Compito da svolgere
Secondo l'articolo sulla demolizione di casa Calcaterra, quale Procura ha aperto un fascicolo sulla vicenda?

Casa Calcaterra, la Procura indaga sulla demolizione

L'azienda che sta compiendo l'intervento edilizio di via Roma prenderà posizione nei prossimi giorni con una lettera aperta. L'architetto Miano: "Comportamento scorretto soprattutto nei miei confronti"

Sulla vicenda dell’abbattimento della casa Calcaterra a Gallarate la Procura di Busto Arsizio, ricevuti gli atti inviati dal Comune di Gallarate, ha aperto un fascicolo indagando tre persone. Atto dovuto, alla luce della segnalazione ricevuta, nell’attesa di chiarire appieno i contorni della vicenda.
L’amministrazione comunale sostiene che non era previsto il completo abbattimento della struttura nell’ambito dell’intervento di rinnovo edilizio in via Roma; sarà ovviamente di altro avviso la ditta Bonicalzi Costruzioni, che sta curando i lavori. Da questa, in assenza dei responsabili per il periodo di ferie, si viene a sapere ufficiosamente che nei prossimi giorni sarà presa posizione con una lettera di risposta a quanto apparso sui quotidiani locali in merito alla vicenda, nell’intento, naturalmente, di esporre il punto di vista aziendale.
Un brutto pasticcio
, forse un equivoco, ma di dimensioni grottesche, quello di via Roma, che ha rinfocolato le già forti critiche di metodo e di merito sulla gestione dell’edilizia in città da parte di un’amministrazione che, peraltro, ha preso le distanze dall’accaduto, fino ad investirne la magistratura.
Come pure ha fatto l’architetto Piermichele Miano, tecnicamente il progettista del riassetto a scopo residenziale dell’area, centralissima e vicina al suo studio. L’architetto insiste di non aver mai voluto l’abbattimento della casa Calcaterra: tanto più paradossale ai suoi occhi risulta dunque il suo inserimento fra gli indagati, insieme all’ad della Bonicalzi e al responsabile della ditta che si è occupata materialmente della demolizione di quanto restava – la facciata – dell’immobile storico, di impianto ottocentesco.

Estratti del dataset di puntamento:

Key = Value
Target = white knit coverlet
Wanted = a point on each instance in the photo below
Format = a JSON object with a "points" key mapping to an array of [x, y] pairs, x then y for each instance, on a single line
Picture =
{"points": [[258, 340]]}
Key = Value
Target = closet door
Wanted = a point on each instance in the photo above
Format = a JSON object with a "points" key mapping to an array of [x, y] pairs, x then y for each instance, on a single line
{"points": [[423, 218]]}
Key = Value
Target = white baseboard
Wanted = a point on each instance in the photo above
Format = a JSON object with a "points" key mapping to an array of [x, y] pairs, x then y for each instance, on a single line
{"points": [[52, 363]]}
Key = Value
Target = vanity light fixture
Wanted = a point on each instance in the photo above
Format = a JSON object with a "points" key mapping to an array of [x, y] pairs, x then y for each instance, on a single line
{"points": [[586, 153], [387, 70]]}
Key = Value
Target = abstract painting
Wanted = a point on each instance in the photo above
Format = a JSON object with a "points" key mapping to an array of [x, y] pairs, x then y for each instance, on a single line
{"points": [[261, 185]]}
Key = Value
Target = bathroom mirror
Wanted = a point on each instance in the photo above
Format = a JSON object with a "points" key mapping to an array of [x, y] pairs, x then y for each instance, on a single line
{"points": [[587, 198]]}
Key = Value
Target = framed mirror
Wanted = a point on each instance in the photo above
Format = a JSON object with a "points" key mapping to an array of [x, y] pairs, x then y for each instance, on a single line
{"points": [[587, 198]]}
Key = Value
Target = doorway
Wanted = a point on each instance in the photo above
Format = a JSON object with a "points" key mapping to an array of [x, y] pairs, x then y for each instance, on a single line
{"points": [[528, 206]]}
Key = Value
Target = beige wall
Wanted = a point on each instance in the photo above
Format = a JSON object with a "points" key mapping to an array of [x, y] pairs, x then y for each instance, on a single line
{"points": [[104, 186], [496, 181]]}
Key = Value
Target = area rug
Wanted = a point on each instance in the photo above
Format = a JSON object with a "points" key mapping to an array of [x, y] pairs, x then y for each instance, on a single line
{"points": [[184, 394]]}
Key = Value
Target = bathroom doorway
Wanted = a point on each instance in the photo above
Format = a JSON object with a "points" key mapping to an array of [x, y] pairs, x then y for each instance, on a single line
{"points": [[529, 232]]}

Compito svolto
La Procura di Busto Arsizio.